What is expected: Look through the lines below for the word "each", and copy every line that has it.

Data records:
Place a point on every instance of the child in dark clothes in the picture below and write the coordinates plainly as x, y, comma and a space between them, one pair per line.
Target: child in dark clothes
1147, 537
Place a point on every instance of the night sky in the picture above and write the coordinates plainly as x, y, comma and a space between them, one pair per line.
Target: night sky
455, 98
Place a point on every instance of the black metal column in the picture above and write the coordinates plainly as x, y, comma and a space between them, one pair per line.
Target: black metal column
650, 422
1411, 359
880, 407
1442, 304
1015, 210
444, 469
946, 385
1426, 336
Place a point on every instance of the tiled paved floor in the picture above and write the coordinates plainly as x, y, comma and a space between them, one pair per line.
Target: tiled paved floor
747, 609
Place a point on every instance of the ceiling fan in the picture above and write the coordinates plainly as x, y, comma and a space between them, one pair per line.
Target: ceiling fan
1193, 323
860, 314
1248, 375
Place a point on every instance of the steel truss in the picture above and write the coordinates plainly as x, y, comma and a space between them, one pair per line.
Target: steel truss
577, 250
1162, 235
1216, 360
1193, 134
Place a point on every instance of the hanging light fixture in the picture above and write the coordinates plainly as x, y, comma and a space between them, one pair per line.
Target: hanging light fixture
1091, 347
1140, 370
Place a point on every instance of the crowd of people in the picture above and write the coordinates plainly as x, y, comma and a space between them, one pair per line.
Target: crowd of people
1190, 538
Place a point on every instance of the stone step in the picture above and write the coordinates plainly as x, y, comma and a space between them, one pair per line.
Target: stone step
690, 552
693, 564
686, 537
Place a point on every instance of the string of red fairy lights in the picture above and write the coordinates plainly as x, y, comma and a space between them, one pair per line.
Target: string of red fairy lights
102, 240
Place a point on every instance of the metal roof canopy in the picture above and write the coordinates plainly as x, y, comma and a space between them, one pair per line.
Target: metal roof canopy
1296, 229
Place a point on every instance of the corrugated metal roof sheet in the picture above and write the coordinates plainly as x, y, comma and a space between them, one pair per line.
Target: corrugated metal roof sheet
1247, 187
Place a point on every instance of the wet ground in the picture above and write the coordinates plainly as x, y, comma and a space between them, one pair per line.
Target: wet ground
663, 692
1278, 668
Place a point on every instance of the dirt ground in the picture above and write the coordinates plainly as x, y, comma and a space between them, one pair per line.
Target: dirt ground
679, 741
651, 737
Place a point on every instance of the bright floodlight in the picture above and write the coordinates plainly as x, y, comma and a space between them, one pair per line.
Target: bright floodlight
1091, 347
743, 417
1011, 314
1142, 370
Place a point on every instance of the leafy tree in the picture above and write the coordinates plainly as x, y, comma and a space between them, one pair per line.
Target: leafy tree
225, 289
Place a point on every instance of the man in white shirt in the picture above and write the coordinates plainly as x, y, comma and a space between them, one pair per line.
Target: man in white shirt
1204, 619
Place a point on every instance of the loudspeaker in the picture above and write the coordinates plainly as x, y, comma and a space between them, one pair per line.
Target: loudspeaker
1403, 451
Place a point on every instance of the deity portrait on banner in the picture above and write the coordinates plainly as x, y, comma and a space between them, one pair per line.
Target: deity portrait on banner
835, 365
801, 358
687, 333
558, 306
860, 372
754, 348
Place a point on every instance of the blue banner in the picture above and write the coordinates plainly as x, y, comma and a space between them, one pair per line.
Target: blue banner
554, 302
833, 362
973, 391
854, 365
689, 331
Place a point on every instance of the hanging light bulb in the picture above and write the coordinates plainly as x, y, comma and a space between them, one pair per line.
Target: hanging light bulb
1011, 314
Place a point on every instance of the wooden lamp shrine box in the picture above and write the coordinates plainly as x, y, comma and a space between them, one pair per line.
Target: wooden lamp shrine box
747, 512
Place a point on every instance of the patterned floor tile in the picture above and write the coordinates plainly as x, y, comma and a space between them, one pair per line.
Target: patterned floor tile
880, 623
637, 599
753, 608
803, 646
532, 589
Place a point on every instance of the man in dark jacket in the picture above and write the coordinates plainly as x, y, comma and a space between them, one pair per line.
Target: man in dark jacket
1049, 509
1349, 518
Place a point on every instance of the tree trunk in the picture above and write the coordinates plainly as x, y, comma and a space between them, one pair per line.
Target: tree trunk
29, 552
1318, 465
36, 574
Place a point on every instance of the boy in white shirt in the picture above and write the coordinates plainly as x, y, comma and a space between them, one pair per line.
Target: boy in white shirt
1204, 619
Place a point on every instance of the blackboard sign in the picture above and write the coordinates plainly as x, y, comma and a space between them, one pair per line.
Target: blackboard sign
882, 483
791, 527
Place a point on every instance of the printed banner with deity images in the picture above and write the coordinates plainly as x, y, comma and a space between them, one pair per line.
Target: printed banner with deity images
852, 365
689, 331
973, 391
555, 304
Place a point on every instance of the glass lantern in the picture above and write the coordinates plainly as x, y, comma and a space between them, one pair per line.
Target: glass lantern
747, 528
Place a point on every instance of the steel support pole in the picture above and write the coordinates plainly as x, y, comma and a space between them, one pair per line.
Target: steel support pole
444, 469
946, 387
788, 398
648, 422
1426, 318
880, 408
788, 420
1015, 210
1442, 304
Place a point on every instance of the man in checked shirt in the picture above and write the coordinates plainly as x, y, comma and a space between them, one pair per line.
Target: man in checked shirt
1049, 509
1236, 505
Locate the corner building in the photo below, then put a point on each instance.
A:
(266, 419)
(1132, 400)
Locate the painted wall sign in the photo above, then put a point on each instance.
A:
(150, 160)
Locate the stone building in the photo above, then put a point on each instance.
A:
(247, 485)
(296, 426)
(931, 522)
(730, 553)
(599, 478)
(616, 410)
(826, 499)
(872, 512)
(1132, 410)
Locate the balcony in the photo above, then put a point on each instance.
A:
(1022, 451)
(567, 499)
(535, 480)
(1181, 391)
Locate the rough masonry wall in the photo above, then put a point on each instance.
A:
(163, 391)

Task output:
Locate the corner building in the photo below, then put a point on each instance.
Locate the painted wall sign in the photo above, then put a point on each instance.
Locate the stone building in the photo above, then put a point on each instance.
Locate the balcony in the photo above, then put a point on each instance.
Locate the rough masonry wall in the photo above, then put a point on each instance.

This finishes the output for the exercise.